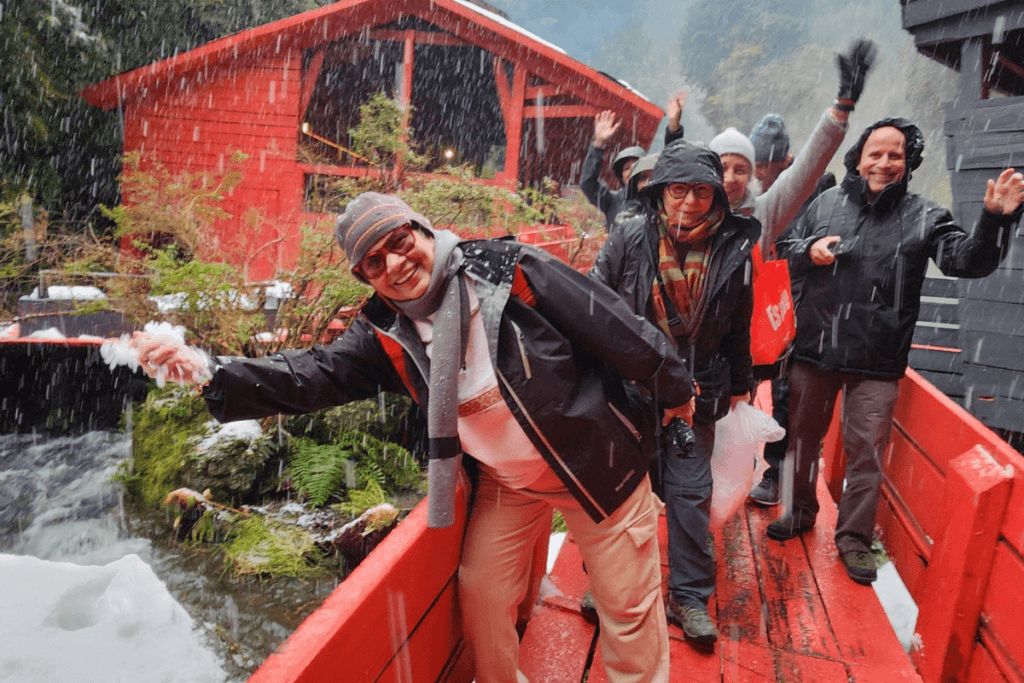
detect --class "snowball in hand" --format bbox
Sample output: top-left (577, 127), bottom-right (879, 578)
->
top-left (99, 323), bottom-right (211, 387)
* * * * *
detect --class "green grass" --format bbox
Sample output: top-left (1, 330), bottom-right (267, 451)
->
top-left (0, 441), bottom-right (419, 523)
* * * * *
GOAL OF THE EXERCISE: List every line in the data above that contains the string "right". Case counts.

ANSWER:
Sample output: top-left (577, 127), bottom-right (879, 578)
top-left (99, 323), bottom-right (211, 387)
Sample output: top-left (1, 330), bottom-right (267, 451)
top-left (0, 441), bottom-right (419, 523)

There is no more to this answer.